* SUPPLIED ENTRIES
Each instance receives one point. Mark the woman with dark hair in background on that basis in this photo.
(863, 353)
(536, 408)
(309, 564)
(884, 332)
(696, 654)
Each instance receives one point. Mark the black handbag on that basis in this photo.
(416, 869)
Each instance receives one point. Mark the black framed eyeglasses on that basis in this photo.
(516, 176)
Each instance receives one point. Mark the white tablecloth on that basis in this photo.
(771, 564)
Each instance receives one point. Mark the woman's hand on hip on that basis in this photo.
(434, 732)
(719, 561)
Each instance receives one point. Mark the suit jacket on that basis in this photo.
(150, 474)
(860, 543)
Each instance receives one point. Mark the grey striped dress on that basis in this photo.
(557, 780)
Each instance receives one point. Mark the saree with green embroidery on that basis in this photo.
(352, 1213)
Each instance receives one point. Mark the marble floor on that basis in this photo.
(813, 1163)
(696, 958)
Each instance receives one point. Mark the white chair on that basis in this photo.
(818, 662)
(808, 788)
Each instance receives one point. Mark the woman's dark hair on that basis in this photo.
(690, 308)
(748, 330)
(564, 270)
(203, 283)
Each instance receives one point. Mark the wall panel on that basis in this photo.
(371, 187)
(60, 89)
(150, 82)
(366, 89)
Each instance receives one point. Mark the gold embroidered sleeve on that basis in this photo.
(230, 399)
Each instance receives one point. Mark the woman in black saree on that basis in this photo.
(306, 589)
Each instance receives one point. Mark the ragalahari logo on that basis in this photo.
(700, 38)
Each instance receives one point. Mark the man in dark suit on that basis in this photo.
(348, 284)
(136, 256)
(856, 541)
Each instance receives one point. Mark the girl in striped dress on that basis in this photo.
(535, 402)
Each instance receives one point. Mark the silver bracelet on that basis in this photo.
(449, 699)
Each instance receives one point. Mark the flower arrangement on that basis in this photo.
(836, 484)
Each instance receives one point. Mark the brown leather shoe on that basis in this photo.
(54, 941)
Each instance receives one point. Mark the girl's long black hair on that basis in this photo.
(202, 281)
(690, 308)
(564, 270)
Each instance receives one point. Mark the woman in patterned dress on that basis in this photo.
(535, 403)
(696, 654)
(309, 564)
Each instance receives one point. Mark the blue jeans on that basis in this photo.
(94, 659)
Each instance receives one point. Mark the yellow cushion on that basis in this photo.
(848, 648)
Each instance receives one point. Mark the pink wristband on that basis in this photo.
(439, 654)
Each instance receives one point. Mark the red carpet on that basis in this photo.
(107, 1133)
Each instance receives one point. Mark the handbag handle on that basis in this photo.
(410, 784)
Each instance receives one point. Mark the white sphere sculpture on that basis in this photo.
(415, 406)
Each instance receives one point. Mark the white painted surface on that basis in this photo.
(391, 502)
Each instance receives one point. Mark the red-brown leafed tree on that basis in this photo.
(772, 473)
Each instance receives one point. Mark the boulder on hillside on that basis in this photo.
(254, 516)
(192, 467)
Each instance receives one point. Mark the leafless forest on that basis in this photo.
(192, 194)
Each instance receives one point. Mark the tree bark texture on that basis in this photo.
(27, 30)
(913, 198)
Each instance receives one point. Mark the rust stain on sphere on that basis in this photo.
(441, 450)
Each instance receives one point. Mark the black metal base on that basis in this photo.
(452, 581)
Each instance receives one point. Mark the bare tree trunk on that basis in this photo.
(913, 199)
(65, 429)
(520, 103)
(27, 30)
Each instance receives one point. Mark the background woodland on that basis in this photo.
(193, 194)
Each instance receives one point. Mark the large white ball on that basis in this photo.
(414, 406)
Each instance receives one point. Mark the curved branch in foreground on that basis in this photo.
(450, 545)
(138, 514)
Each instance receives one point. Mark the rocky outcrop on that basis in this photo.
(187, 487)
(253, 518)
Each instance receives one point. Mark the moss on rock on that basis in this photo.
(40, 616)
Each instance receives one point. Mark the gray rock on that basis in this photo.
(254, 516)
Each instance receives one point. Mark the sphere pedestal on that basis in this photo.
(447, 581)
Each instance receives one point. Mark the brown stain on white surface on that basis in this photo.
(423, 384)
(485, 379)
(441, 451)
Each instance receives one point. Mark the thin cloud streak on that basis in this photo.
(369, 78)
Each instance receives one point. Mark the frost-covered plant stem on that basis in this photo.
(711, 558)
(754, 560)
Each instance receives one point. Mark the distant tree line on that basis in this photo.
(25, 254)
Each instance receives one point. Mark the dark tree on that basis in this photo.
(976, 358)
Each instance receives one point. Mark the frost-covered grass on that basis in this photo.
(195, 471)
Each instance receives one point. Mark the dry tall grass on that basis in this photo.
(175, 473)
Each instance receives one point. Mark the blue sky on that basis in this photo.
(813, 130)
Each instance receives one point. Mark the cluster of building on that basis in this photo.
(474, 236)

* EXERCISE DIRECTIONS
Please recast all of the data above as a Markdown table with the columns Row and Line, giving each line its own numbered row and skipping blank lines.

* REPLY TO THE EXERCISE
| Row | Line |
|---|---|
| 1 | Each instance receives one point. Mark the woman with dark hair in background on that basis in this photo. |
| 2 | (863, 353) |
| 3 | (536, 408) |
| 4 | (309, 564) |
| 5 | (884, 332) |
| 6 | (696, 654) |
| 7 | Each instance receives one point. Mark the black handbag on that basis in this photo. |
| 8 | (416, 869) |
| 9 | Each instance receives one point. Mark the black framed eyeglasses on that basis in this photo. |
| 10 | (516, 176) |
| 11 | Each instance receives one point. Mark the white tablecloth on that basis in this photo. |
| 12 | (771, 564) |
| 13 | Each instance receives one point. Mark the woman's hand on hip on that basis in this photo. |
| 14 | (434, 732) |
| 15 | (719, 561) |
| 16 | Each instance receives one point. Mark the suit jacket on that basis in this photo. |
| 17 | (150, 474) |
| 18 | (860, 543) |
| 19 | Each instance receives one point. Mark the grey striped dress on that basis in this photo. |
| 20 | (557, 780) |
| 21 | Each instance receives one point. Mark the saree with green embroidery on that basis in this photo. |
| 22 | (352, 1213) |
| 23 | Each instance receives one point. Mark the marble floor on that basis in this photo. |
| 24 | (813, 1163) |
| 25 | (696, 958) |
| 26 | Each instance receives one point. Mark the white chair on that basis in this photo. |
| 27 | (818, 662) |
| 28 | (808, 788) |
| 29 | Each instance receives one point. Mark the woman's dark hair on that basis in this photo. |
| 30 | (690, 308) |
| 31 | (748, 330) |
| 32 | (564, 270) |
| 33 | (203, 283) |
| 34 | Each instance receives one point. Mark the wall panel on that basis in this photo. |
| 35 | (371, 187) |
| 36 | (60, 89) |
| 37 | (150, 82) |
| 38 | (366, 89) |
| 39 | Each instance receives one point. Mark the gold embroidered sleeve on that basis in this photo. |
| 40 | (230, 399) |
| 41 | Each instance receives one point. Mark the woman in black saree on that basis in this photo. |
| 42 | (306, 589) |
| 43 | Each instance receives one point. Mark the ragalahari logo on that basis in this photo. |
| 44 | (700, 38) |
| 45 | Each instance receives one point. Mark the man in dark suit on that basis in this photo. |
| 46 | (348, 284) |
| 47 | (136, 256) |
| 48 | (856, 541) |
| 49 | Each instance receives one point. Mark the girl in striped dress on that basis in this photo. |
| 50 | (535, 402) |
| 51 | Each instance receives one point. Mark the silver bracelet on that basis in this photo. |
| 52 | (449, 699) |
| 53 | Each instance receives one point. Mark the flower arrangement on that basis in this photo. |
| 54 | (836, 484) |
| 55 | Each instance receives one point. Mark the brown leather shoe on that basis in this photo. |
| 56 | (54, 941) |
| 57 | Each instance receives one point. Mark the girl's long black hair on that basis in this photo. |
| 58 | (202, 281) |
| 59 | (690, 308) |
| 60 | (564, 270) |
| 61 | Each instance receives one point. Mark the woman in patterned dress on that basis in this photo. |
| 62 | (535, 403) |
| 63 | (696, 654) |
| 64 | (309, 564) |
| 65 | Each instance receives one point. Mark the blue jeans on that basis in this photo. |
| 66 | (94, 659) |
| 67 | Each instance receives one point. Mark the yellow cushion on that basis in this photo. |
| 68 | (848, 648) |
| 69 | Each instance receives one point. Mark the pink wristband on that basis in this photo. |
| 70 | (439, 654) |
| 71 | Each instance receives one point. Mark the red carpet on that basis in this photo. |
| 72 | (107, 1133) |
| 73 | Each instance receives one point. Mark the handbag handle on that basis in this photo. |
| 74 | (410, 784) |
| 75 | Each instance receives one point. Mark the white sphere sculpture on that basis in this photo. |
| 76 | (415, 406) |
| 77 | Each instance receives one point. Mark the white painted surface on that basis in this photo. |
| 78 | (391, 502) |
| 79 | Each instance receives one point. Mark the red-brown leafed tree on that basis in this photo. |
| 80 | (772, 473) |
| 81 | Each instance receives one point. Mark the boulder on hillside on that basis in this photo. |
| 82 | (254, 516) |
| 83 | (192, 467) |
| 84 | Each instance receives one point. Mark the leafless forest on that basis in this photo. |
| 85 | (192, 194) |
| 86 | Each instance receives one point. Mark the tree bark texture on that basis in this photo. |
| 87 | (27, 30) |
| 88 | (913, 198) |
| 89 | Each instance receives one point. Mark the rust stain on sphere on that basis in this photo. |
| 90 | (441, 450) |
| 91 | Each instance receives one point. Mark the black metal base on that basis in this photo. |
| 92 | (452, 581) |
| 93 | Each instance receives one point. Mark the bare tree trunk on that basis in this photo. |
| 94 | (913, 199) |
| 95 | (65, 429) |
| 96 | (520, 103) |
| 97 | (27, 30) |
| 98 | Each instance receives one point. Mark the background woodland on that basis in this photo. |
| 99 | (193, 194) |
| 100 | Each instance receives one point. Mark the large white ball on that basis in this photo. |
| 101 | (414, 406) |
| 102 | Each instance receives one point. Mark the curved branch in foreground on that basis in this photo. |
| 103 | (450, 545) |
| 104 | (138, 514) |
| 105 | Each instance receives one point. Mark the rocky outcrop on that basis in this photo. |
| 106 | (187, 487) |
| 107 | (253, 518) |
| 108 | Each instance receives one point. Mark the moss on rock on that basis in this photo. |
| 109 | (40, 616) |
| 110 | Each instance receives one point. Mark the gray rock on that basis in this photo. |
| 111 | (254, 516) |
| 112 | Each instance receives one point. Mark the sphere pedestal on that basis in this photo. |
| 113 | (447, 581) |
| 114 | Each instance receives one point. Mark the brown stain on white surface on that basis in this photo. |
| 115 | (423, 384) |
| 116 | (485, 379) |
| 117 | (441, 451) |
| 118 | Each instance receives one point. Mark the thin cloud streak on that basis in this photo. |
| 119 | (369, 78) |
| 120 | Each instance receives one point. Mark the frost-covered plant stem on that basis in this photo. |
| 121 | (711, 558) |
| 122 | (754, 560) |
| 123 | Each instance receives one point. Mark the distant tree line on that basis in this photo. |
| 124 | (25, 254) |
| 125 | Each instance receives one point. Mark the dark tree on that basis in this photo. |
| 126 | (976, 358) |
| 127 | Each instance receives one point. Mark the frost-covered grass on that basis in this photo. |
| 128 | (195, 471) |
| 129 | Each instance receives one point. Mark the dry tall grass on that basis in this photo. |
| 130 | (175, 473) |
| 131 | Each instance receives one point. Mark the blue sky on that basis in this photo. |
| 132 | (813, 130) |
| 133 | Each instance receives one point. Mark the cluster of building on that basis in this photo. |
| 134 | (474, 236) |